Point annotations for photos
══════════════════════════════

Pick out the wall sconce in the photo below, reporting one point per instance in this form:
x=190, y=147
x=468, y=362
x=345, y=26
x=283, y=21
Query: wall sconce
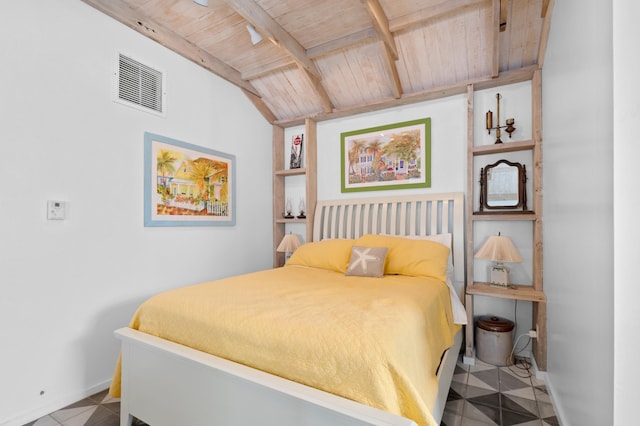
x=255, y=36
x=509, y=122
x=288, y=245
x=499, y=249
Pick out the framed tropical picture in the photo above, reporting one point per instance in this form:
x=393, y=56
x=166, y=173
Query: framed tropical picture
x=394, y=156
x=187, y=185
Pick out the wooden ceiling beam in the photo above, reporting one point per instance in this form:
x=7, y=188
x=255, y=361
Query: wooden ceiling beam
x=121, y=11
x=393, y=78
x=544, y=35
x=381, y=25
x=480, y=83
x=545, y=8
x=503, y=15
x=321, y=93
x=495, y=37
x=431, y=12
x=387, y=46
x=258, y=102
x=269, y=28
x=363, y=36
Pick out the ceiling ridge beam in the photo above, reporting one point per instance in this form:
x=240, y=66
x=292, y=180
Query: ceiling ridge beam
x=544, y=35
x=391, y=71
x=258, y=102
x=362, y=36
x=479, y=83
x=125, y=14
x=387, y=45
x=431, y=12
x=321, y=93
x=381, y=25
x=268, y=27
x=495, y=28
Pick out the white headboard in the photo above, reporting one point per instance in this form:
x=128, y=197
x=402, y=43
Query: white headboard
x=424, y=214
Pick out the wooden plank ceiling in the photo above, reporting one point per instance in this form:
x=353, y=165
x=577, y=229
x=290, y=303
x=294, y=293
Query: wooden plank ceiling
x=331, y=58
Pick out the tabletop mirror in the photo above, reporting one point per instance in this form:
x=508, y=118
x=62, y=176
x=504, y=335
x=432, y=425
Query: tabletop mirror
x=502, y=186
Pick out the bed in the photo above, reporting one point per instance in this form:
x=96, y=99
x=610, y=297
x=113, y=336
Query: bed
x=286, y=347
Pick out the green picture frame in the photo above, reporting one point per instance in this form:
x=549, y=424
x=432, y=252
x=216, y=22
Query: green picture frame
x=393, y=156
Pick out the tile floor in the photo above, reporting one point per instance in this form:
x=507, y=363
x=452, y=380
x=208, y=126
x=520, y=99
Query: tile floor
x=480, y=395
x=483, y=394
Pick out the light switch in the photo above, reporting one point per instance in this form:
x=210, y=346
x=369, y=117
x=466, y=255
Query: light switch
x=56, y=210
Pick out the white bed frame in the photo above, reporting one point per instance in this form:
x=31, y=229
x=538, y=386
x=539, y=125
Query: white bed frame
x=164, y=383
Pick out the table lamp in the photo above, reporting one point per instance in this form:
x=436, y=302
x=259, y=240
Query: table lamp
x=288, y=245
x=499, y=249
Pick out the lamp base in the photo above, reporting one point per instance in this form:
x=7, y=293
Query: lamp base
x=499, y=276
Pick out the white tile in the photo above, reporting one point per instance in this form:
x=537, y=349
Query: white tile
x=46, y=421
x=67, y=413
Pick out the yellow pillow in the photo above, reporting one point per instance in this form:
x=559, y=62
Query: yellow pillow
x=332, y=255
x=418, y=258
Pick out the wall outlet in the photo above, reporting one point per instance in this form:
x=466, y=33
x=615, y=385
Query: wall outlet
x=56, y=210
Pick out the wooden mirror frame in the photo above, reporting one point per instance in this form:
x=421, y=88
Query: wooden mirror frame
x=521, y=201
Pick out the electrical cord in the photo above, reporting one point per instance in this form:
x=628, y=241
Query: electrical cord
x=520, y=363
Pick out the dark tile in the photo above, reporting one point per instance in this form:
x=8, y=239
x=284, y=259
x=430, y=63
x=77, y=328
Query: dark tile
x=453, y=395
x=493, y=399
x=486, y=414
x=490, y=377
x=520, y=405
x=551, y=421
x=511, y=418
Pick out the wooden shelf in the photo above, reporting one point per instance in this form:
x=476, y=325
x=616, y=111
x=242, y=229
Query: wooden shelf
x=291, y=172
x=517, y=292
x=502, y=215
x=280, y=174
x=294, y=220
x=503, y=147
x=533, y=293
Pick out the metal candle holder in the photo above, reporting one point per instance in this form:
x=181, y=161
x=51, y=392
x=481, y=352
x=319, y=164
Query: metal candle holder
x=508, y=127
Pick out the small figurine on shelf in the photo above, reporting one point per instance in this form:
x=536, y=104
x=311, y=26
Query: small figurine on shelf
x=288, y=209
x=296, y=152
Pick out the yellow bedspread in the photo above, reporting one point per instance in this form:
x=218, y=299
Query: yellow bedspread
x=377, y=341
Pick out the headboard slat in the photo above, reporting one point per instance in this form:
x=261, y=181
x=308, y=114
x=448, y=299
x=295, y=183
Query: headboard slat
x=417, y=215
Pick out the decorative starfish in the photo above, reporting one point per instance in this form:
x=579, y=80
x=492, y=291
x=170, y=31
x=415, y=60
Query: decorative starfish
x=362, y=259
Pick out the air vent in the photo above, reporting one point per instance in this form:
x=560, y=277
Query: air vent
x=140, y=85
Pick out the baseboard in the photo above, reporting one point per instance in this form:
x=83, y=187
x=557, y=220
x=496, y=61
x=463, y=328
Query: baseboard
x=37, y=412
x=551, y=390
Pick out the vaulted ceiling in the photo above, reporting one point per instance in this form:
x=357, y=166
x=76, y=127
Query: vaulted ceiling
x=331, y=58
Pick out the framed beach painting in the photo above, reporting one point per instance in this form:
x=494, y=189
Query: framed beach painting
x=394, y=156
x=187, y=185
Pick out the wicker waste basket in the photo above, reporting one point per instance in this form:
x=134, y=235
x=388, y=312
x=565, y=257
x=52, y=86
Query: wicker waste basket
x=494, y=340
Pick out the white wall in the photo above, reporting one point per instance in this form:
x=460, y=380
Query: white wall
x=578, y=211
x=449, y=160
x=67, y=285
x=626, y=108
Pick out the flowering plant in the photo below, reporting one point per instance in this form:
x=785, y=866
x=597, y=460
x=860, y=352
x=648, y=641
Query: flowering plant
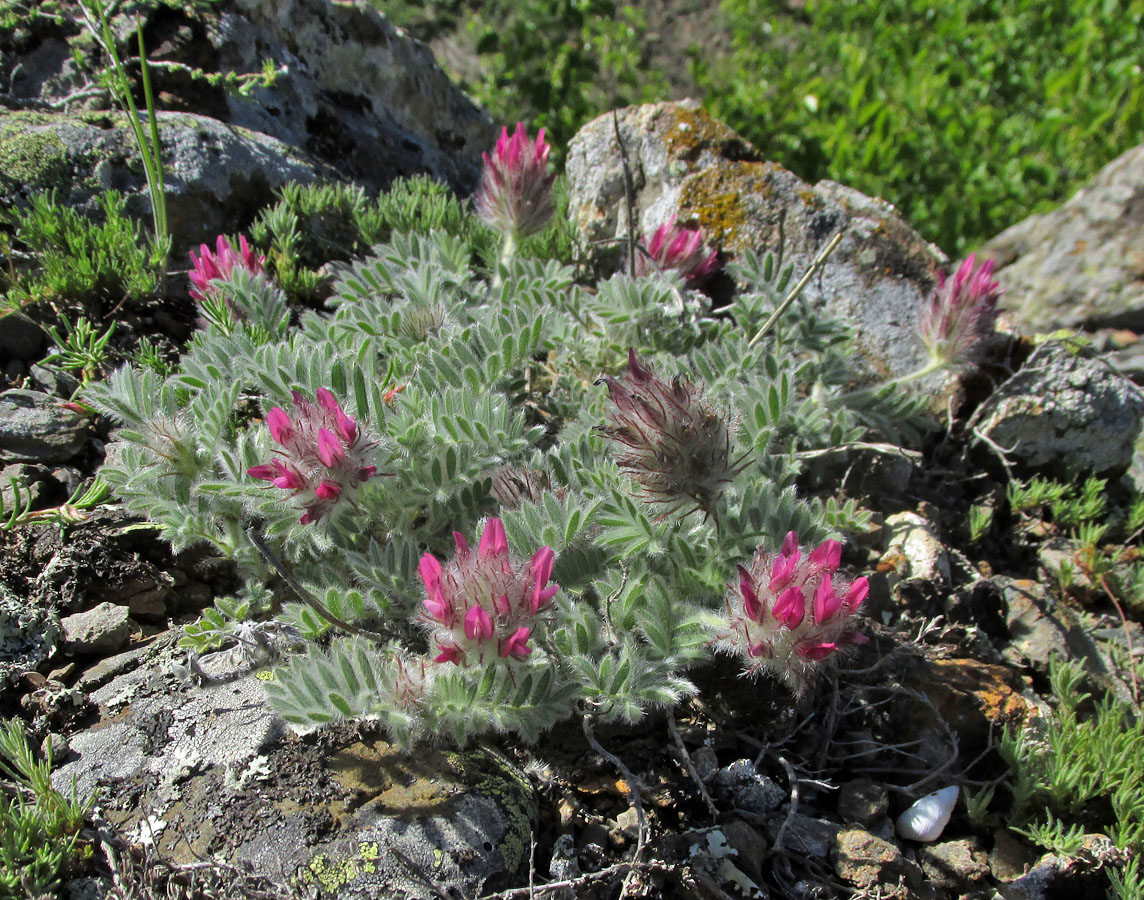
x=578, y=428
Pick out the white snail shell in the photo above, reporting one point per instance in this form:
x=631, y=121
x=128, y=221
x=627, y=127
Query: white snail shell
x=928, y=818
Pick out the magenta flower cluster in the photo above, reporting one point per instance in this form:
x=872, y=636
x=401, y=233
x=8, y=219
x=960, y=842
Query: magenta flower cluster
x=209, y=267
x=791, y=610
x=322, y=456
x=516, y=191
x=483, y=606
x=678, y=248
x=961, y=312
x=670, y=439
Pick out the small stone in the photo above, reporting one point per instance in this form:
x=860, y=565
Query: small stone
x=56, y=748
x=20, y=337
x=954, y=865
x=34, y=428
x=741, y=787
x=150, y=604
x=914, y=550
x=1065, y=414
x=805, y=835
x=863, y=802
x=867, y=861
x=54, y=381
x=103, y=629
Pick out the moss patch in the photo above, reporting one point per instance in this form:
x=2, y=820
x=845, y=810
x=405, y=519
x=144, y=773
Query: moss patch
x=32, y=158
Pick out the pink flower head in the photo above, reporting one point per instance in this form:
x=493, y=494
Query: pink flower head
x=482, y=607
x=788, y=611
x=209, y=267
x=322, y=454
x=669, y=438
x=516, y=191
x=673, y=246
x=960, y=313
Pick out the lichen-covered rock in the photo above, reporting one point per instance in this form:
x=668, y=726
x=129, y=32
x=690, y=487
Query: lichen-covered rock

══════════════════════════════

Reproduce every one of the entries above exactly as they appear, but leave out the pictures.

__Written solution__:
Pick out the wall sconce in the photo below, reporting one point per instance in this form:
x=190, y=147
x=468, y=362
x=345, y=26
x=283, y=21
Query: wall sconce
x=255, y=36
x=509, y=122
x=288, y=245
x=499, y=249
Pick out the framed tropical picture in the photo above, reporting one point per instance in this form:
x=393, y=56
x=166, y=173
Query: framed tropical picture
x=394, y=156
x=187, y=185
Pick out the wooden ceiling beam in the photo above, reporting one point per instance in this form:
x=7, y=188
x=255, y=361
Query: wooden ceiling beam
x=121, y=11
x=393, y=78
x=544, y=35
x=381, y=25
x=480, y=83
x=545, y=8
x=503, y=15
x=321, y=93
x=495, y=37
x=431, y=12
x=387, y=46
x=258, y=102
x=269, y=28
x=363, y=36
Pick out the ceiling ridge beam in the photo above, reporting one point per instance in this form:
x=240, y=66
x=292, y=180
Query: ceiling ridge beam
x=544, y=35
x=391, y=71
x=258, y=102
x=362, y=36
x=479, y=83
x=125, y=14
x=387, y=45
x=431, y=12
x=321, y=93
x=381, y=25
x=268, y=27
x=495, y=28
Pick out the white headboard in the photo above, reporting one point per instance in this form:
x=128, y=197
x=402, y=43
Query: white headboard
x=424, y=214
Pick out the wooden plank ceiling in the photo above, reporting one point per instance in this form:
x=353, y=165
x=577, y=229
x=290, y=303
x=294, y=293
Query: wooden plank ceiling
x=331, y=58
Pick out the tabletop mirror in the photo above, reporting one point per instance in this form:
x=508, y=118
x=62, y=176
x=504, y=335
x=432, y=425
Query: tabletop mirror
x=502, y=186
Pick out the bed in the photo above, reporting one point per instance in this form:
x=96, y=99
x=610, y=297
x=113, y=336
Query: bed
x=286, y=347
Pick out the green picture frame in the photo above, reporting one point per instance in this form:
x=549, y=424
x=432, y=252
x=216, y=22
Query: green picture frame
x=393, y=156
Pick out the tile floor in the photo above, reporting one point per instance in this form:
x=507, y=363
x=452, y=380
x=208, y=126
x=520, y=99
Query: tile floor
x=480, y=395
x=483, y=394
Pick out the light switch in the photo above, reporting one point per instance in this form:
x=210, y=346
x=369, y=117
x=466, y=255
Query: light switch
x=56, y=210
Pick out the white bed frame in the photo above, reporting one point per instance in this form:
x=31, y=229
x=538, y=386
x=539, y=125
Query: white bed frame
x=164, y=383
Pick out the table lamp in the photo above, reporting one point per instance in this form:
x=436, y=302
x=259, y=240
Query: table lamp
x=288, y=245
x=499, y=249
Pick out the lamp base in the photo above, reporting one point per instance in this form:
x=7, y=293
Query: lamp base
x=499, y=276
Pick out the white tile in the photo above, reporting one point per instance in this form:
x=537, y=349
Query: white tile
x=46, y=421
x=67, y=413
Pick out the yellow pillow in the photo above, reporting one point per instance in this form:
x=559, y=62
Query: yellow pillow
x=332, y=255
x=418, y=258
Pick out the wall outlet in the photo above, reporting one point per instance in this form:
x=466, y=33
x=615, y=385
Query: wall outlet
x=56, y=210
Pick out the wooden mirror frame in the photo above, reporting one point per instance in this form:
x=421, y=88
Query: wooden mirror frame
x=521, y=201
Pick out the electrical cord in the photo above, reporting one point per instance in this form:
x=628, y=241
Query: electrical cord
x=520, y=363
Pick out the dark tile in the photo above, reporting one point per instance in this form:
x=8, y=239
x=284, y=259
x=430, y=63
x=77, y=328
Query: dark tile
x=453, y=395
x=493, y=399
x=486, y=414
x=490, y=377
x=520, y=405
x=551, y=421
x=511, y=418
Pick out the wooden shelf in the photo above, reporting one point per instance in this form:
x=476, y=325
x=616, y=111
x=242, y=229
Query: wooden shelf
x=291, y=172
x=517, y=292
x=502, y=215
x=280, y=174
x=294, y=220
x=503, y=147
x=533, y=293
Pick out the metal candle holder in the photo above, reporting one point per instance in this form:
x=181, y=161
x=51, y=392
x=481, y=352
x=319, y=164
Query: metal candle holder
x=508, y=127
Pick out the small figurine on shelf in the photo above, reporting one point per instance in this form:
x=536, y=104
x=311, y=26
Query: small figurine on shelf
x=288, y=209
x=296, y=152
Pick out the yellow bedspread in the photo above, reporting one point per instance in this form:
x=218, y=299
Query: yellow bedspread
x=377, y=341
Pick out the headboard slat in the photo above, reporting one point per instance in this form:
x=261, y=181
x=308, y=114
x=448, y=299
x=295, y=183
Query: headboard slat
x=417, y=215
Pick out the decorative starfish in the photo above, reporting one point per instance in this form:
x=579, y=80
x=492, y=291
x=170, y=31
x=415, y=60
Query: decorative starfish
x=362, y=259
Pick out the air vent in the photo above, reporting one point per instance in this form:
x=560, y=277
Query: air vent
x=140, y=85
Pick out the baseboard in the photo above, reporting one point per instance in this form:
x=83, y=187
x=557, y=220
x=496, y=61
x=463, y=328
Query: baseboard
x=37, y=412
x=551, y=390
Pick out the vaulted ceiling in the photo above, reporting one point per instance in this form:
x=357, y=166
x=76, y=127
Query: vaulted ceiling
x=331, y=58
Pick out the framed beach painting in the photo above, reporting one point per instance in this form:
x=494, y=189
Query: framed beach painting
x=394, y=156
x=187, y=185
Pick out the wicker waste basket in the photo above, reporting one point per instance in this form:
x=134, y=235
x=388, y=312
x=565, y=257
x=52, y=86
Query: wicker waste basket
x=494, y=340
Pick out the white wall in the photo above, reporting one point per instance in this form:
x=460, y=380
Query: white wall
x=578, y=211
x=449, y=160
x=67, y=285
x=626, y=108
Pick out the flowering plant in the photo below, reporting one point per instance in this form:
x=785, y=866
x=597, y=460
x=860, y=352
x=648, y=641
Query: flowering plant
x=578, y=428
Pick out the white snail shell in the photo above, reporting one point per instance in this form:
x=631, y=121
x=128, y=221
x=627, y=127
Query: white snail shell
x=928, y=818
Pick out the magenta flower cluster in the photo above, reporting one point per instance in this form:
x=872, y=636
x=401, y=233
x=8, y=219
x=960, y=842
Query: magenta flower cluster
x=209, y=267
x=791, y=610
x=322, y=456
x=516, y=191
x=483, y=606
x=678, y=248
x=961, y=312
x=670, y=439
Pick out the small stone in the photo above, reporting one point per instance in this form:
x=860, y=565
Query: small stone
x=56, y=748
x=20, y=337
x=954, y=865
x=34, y=428
x=741, y=787
x=150, y=604
x=914, y=550
x=1065, y=414
x=805, y=835
x=863, y=802
x=867, y=861
x=54, y=381
x=103, y=629
Pick out the moss patch in the photo above, reporting one point per instance in this form:
x=2, y=820
x=845, y=810
x=405, y=519
x=144, y=773
Query: moss patch
x=32, y=158
Pick out the pink flower head in the photo above, reporting one point per instance in this form:
x=493, y=494
Query: pink flower head
x=482, y=607
x=788, y=611
x=209, y=267
x=322, y=454
x=669, y=438
x=516, y=191
x=673, y=246
x=960, y=313
Pick out the lichen-covered rock in the photo above, reporting one point per instance in this form:
x=668, y=726
x=129, y=32
x=690, y=487
Query: lichen-covered rock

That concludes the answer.